(Record excerpts)

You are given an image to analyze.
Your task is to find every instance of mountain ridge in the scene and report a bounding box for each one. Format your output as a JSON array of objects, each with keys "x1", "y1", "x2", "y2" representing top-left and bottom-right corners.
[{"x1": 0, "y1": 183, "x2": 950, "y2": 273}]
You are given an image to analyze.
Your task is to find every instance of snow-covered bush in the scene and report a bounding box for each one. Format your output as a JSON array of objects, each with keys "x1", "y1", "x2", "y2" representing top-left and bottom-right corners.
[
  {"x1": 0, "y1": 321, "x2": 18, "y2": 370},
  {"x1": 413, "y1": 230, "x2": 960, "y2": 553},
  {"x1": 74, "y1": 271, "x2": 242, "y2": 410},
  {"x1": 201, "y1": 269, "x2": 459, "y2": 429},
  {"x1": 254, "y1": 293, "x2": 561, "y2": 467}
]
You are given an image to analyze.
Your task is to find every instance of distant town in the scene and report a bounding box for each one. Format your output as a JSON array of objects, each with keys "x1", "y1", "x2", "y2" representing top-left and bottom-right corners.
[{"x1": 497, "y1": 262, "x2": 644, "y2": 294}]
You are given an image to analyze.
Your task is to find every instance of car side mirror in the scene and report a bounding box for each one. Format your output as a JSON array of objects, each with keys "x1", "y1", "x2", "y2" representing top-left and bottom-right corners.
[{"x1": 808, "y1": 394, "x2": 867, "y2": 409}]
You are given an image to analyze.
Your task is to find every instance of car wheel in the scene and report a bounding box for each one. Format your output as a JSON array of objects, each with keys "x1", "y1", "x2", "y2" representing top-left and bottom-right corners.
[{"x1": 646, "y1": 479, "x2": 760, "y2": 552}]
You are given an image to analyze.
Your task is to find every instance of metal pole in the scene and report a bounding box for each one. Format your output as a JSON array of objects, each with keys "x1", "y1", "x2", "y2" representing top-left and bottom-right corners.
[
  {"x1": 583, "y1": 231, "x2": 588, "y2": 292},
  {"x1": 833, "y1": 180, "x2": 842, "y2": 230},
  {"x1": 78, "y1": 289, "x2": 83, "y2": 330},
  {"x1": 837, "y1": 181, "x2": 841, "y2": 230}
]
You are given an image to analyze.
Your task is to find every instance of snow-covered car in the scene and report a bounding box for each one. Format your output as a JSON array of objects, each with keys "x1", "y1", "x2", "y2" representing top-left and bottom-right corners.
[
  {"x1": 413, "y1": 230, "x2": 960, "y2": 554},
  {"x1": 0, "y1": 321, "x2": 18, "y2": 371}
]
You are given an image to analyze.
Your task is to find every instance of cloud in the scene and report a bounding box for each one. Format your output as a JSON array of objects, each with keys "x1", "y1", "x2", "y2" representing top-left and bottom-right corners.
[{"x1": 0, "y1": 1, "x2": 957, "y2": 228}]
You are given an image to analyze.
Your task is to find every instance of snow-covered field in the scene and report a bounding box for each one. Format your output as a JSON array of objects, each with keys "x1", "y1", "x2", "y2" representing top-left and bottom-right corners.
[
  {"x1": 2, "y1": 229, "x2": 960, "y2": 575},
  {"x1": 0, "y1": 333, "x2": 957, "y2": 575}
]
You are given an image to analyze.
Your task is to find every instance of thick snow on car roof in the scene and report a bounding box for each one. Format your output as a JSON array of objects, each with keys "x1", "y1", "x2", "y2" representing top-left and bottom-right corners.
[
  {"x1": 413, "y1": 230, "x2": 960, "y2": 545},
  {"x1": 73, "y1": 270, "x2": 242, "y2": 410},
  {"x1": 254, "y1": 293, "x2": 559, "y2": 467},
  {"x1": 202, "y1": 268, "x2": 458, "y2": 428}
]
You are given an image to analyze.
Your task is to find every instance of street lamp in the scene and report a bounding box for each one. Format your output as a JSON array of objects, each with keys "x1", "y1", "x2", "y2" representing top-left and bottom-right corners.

(End Record excerpts)

What is expected: The records above are to be transcribed exactly and completely.

Problem solution:
You are given an image to analyze.
Your task is to find every instance of mountain ridge in the scene and report a bounding box for each one. Format your output as a JSON array of objects, each with keys "x1", "y1", "x2", "y2" representing top-left and bottom-right corners.
[{"x1": 0, "y1": 183, "x2": 950, "y2": 273}]
You are given an image to analyze.
Your task is to find every instance of snow-covered bush in the scene and report a bounding box for each one. Format your output as a JSON array of objects, each with keys "x1", "y1", "x2", "y2" representing top-left and bottom-right corners.
[
  {"x1": 0, "y1": 321, "x2": 18, "y2": 370},
  {"x1": 413, "y1": 230, "x2": 960, "y2": 553},
  {"x1": 74, "y1": 271, "x2": 242, "y2": 410},
  {"x1": 201, "y1": 269, "x2": 459, "y2": 429},
  {"x1": 254, "y1": 293, "x2": 561, "y2": 467}
]
You are given an image to analyze.
Your task is to find every instance of distant town in the scene and report a bounding box for each one. Format your output as a JSON array of objects, each with keys "x1", "y1", "x2", "y2" representing top-left and bottom-right corners.
[{"x1": 497, "y1": 262, "x2": 644, "y2": 294}]
You are given an image to analyze.
Your task is to find every instance of car side mirror in the scene and report a bounding box for each one. Format your output as a JSON array of objects, each with keys "x1", "y1", "x2", "y2" representing top-left and bottom-right corners.
[{"x1": 808, "y1": 394, "x2": 867, "y2": 409}]
You are given an image to analyze.
Your task is to find every instance of car wheel in the scene and report a bounding box for each one. Format your output as a JSON array of objects, each with keys "x1", "y1", "x2", "y2" representing top-left and bottom-right corners.
[{"x1": 646, "y1": 479, "x2": 760, "y2": 552}]
You are given an image to analyze.
Your task is to find every instance of metal pole in the scene and report a bounding box for each one. Format your output as a JSON array of objects, each with keys "x1", "y1", "x2", "y2" representing top-left and bottom-right corners.
[
  {"x1": 583, "y1": 231, "x2": 588, "y2": 292},
  {"x1": 833, "y1": 180, "x2": 842, "y2": 230},
  {"x1": 78, "y1": 289, "x2": 83, "y2": 330},
  {"x1": 837, "y1": 181, "x2": 841, "y2": 230}
]
You are given an image to analyze.
Your task is to find every instance of snow-covered car in the scene and report a bounding box for each one. Format your output as a JSON array of objects, each with keys "x1", "y1", "x2", "y2" representing top-left and bottom-right corners.
[
  {"x1": 413, "y1": 230, "x2": 960, "y2": 554},
  {"x1": 0, "y1": 321, "x2": 18, "y2": 371}
]
You are given an image to analyze.
Your task is to find every instance of cloud in the scene and report a bounding box for each one. Format your output as a JSON array of objects, each with keys "x1", "y1", "x2", "y2" representing top-left and bottom-right corners.
[{"x1": 0, "y1": 1, "x2": 957, "y2": 228}]
You are given an image to analyze.
Your task is to find every instance of snow-covered field in the scene and report a bounding box for each one. Format your output as a JSON array of objects, each with keys "x1", "y1", "x2", "y2" representing top-left and bottom-right corners.
[
  {"x1": 2, "y1": 229, "x2": 960, "y2": 575},
  {"x1": 0, "y1": 333, "x2": 957, "y2": 575}
]
You are given an image to analyze.
Your task is to find every instance of thick snow on car roof in the scene and report a bounding box for each one. Format your output as a JSON array of objects, each with keys "x1", "y1", "x2", "y2" representing top-left and bottom-right corners.
[
  {"x1": 413, "y1": 230, "x2": 960, "y2": 545},
  {"x1": 73, "y1": 270, "x2": 242, "y2": 410},
  {"x1": 254, "y1": 293, "x2": 559, "y2": 467},
  {"x1": 202, "y1": 268, "x2": 458, "y2": 428}
]
You are given an image to analyze.
Your task is to find every instance of street lamp in the scene and report a bounding box for each one. Format your output as a JSON array of objects, each with keys "x1", "y1", "x2", "y2" representing top-left and bottom-right corners.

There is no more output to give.